## EXERCISE OBJECTIVE:
Reproduce the entries below, from the line containing "of the wall" through the end, and scale every point coordinate in the answers by 1.3, rounding to whole numbers with halves rounded up. Keep the requests unchanged.

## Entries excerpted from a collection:
------------------------

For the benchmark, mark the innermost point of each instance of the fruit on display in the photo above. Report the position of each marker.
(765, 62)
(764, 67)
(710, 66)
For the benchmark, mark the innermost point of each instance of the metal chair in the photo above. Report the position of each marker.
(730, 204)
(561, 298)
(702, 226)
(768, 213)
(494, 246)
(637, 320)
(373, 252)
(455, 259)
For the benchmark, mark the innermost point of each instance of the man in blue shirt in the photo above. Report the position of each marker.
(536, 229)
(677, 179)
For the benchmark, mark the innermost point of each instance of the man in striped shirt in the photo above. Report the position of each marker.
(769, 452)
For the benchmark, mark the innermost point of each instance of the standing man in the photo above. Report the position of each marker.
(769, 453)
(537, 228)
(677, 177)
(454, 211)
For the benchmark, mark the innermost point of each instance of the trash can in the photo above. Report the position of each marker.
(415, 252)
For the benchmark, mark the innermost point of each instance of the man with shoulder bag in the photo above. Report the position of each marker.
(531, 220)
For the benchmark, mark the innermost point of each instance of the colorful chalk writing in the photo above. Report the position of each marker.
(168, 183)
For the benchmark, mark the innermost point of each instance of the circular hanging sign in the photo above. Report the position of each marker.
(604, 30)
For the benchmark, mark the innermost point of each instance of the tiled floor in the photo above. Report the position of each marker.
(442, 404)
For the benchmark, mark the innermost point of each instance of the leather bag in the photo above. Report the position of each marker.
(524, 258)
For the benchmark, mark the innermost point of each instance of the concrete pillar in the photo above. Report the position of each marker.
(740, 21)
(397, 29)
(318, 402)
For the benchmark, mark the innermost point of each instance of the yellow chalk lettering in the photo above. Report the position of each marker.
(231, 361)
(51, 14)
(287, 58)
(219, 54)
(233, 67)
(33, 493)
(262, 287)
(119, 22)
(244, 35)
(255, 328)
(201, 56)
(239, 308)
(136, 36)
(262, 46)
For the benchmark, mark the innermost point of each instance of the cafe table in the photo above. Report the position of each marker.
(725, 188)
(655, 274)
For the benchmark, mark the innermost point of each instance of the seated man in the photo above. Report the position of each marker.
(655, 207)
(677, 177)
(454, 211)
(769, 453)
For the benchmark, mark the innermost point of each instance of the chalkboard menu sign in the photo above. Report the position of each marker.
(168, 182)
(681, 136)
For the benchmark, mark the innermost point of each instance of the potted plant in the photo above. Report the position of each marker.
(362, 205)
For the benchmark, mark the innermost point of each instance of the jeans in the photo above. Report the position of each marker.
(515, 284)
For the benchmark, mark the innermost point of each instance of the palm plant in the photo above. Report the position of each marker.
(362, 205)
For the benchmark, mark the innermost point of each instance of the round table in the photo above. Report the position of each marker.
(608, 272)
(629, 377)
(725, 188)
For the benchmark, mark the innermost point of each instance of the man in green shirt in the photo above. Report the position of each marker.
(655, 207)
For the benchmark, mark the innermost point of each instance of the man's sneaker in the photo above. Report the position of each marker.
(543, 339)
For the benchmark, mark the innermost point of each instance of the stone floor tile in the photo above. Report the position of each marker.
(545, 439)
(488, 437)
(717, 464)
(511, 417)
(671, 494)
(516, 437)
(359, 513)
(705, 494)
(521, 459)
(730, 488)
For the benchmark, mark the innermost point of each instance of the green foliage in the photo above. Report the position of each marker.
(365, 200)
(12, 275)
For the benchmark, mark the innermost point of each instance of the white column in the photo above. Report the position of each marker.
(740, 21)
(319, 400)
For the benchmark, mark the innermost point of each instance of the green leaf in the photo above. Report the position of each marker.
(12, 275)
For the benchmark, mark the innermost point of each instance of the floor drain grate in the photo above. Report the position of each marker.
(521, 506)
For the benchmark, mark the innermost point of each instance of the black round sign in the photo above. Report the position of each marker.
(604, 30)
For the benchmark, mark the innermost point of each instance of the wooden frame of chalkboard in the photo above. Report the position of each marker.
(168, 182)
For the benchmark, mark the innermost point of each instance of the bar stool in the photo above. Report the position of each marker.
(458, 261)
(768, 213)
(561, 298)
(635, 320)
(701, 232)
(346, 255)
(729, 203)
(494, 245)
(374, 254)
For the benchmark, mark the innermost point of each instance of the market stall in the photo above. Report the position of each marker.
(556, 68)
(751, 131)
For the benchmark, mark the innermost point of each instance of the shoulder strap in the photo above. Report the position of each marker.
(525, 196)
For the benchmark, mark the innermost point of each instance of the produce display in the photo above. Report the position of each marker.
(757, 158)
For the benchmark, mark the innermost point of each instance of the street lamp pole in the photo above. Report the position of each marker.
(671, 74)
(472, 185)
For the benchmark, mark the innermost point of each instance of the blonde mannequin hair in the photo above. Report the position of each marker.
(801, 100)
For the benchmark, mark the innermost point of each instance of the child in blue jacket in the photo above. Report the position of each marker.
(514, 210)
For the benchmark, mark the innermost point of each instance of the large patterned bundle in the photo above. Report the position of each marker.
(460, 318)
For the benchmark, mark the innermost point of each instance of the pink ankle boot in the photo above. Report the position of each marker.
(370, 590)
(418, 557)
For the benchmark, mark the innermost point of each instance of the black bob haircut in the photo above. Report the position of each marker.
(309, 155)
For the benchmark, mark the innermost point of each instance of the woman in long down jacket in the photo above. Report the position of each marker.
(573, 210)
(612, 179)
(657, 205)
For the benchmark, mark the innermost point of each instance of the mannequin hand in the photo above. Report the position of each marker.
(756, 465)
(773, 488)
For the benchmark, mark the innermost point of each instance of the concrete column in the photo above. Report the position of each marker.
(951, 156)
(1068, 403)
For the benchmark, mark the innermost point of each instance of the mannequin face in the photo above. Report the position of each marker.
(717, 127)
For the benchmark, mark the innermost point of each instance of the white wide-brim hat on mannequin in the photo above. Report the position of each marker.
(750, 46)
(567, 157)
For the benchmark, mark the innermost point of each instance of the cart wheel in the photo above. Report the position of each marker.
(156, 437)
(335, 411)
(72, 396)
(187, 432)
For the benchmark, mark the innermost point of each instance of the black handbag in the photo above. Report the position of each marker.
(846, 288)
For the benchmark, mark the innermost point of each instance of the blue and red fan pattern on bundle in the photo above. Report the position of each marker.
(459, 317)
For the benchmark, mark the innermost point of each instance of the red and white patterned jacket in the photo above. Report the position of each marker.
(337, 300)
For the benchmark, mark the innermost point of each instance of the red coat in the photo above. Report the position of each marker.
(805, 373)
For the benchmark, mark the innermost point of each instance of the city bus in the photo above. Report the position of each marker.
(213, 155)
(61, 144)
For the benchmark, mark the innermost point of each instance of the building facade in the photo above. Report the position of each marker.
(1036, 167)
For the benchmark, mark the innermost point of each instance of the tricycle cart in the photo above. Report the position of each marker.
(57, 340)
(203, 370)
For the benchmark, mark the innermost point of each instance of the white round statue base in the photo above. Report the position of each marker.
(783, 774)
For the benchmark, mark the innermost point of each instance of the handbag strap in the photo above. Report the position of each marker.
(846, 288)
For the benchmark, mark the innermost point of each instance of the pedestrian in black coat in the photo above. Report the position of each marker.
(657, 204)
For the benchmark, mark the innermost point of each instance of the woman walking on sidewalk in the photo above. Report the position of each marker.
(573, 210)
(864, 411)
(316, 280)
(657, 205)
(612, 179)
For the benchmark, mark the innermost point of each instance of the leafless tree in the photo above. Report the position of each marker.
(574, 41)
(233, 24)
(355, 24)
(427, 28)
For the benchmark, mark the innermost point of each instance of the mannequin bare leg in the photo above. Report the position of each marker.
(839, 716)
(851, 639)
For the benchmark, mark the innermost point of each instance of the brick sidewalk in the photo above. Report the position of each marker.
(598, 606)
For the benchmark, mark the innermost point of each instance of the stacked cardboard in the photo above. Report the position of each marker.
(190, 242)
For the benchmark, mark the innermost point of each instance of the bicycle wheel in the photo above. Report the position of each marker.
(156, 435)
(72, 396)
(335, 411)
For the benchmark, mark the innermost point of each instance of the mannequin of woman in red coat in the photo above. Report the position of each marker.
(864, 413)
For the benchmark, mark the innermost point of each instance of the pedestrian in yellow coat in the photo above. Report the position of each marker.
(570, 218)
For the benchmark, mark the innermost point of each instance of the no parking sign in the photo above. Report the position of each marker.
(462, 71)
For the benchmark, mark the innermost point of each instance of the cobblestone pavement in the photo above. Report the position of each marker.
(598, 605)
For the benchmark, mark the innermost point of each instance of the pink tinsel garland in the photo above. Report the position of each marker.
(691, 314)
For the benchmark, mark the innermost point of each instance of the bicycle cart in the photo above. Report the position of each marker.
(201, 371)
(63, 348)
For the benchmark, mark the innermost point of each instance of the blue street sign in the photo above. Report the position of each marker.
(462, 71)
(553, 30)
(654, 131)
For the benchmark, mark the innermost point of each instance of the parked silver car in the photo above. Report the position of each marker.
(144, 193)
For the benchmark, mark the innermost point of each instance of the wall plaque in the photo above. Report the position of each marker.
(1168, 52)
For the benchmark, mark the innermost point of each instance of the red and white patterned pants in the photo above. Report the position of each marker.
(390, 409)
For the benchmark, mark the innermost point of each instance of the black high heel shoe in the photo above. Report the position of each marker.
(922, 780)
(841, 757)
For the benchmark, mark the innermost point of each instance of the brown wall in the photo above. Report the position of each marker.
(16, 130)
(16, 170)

------------------------

## RESPONSE:
For the benchmark, mark the innermost point of each instance of the wall plaque in the photo above. Report the position of each marker.
(1518, 68)
For the benchmark, mark the innermost point of each instance of the red and white patterned pants in the photo above. Report the position of each marker.
(507, 532)
For the benchmark, mark the innermost point of each instance of the black high heel shoe in the photo above. Report the position of each marker.
(1199, 1014)
(1093, 984)
For the benchmark, mark the innermost point of each instance of the brown wall in the photo above. Report the position of each marker.
(21, 169)
(21, 221)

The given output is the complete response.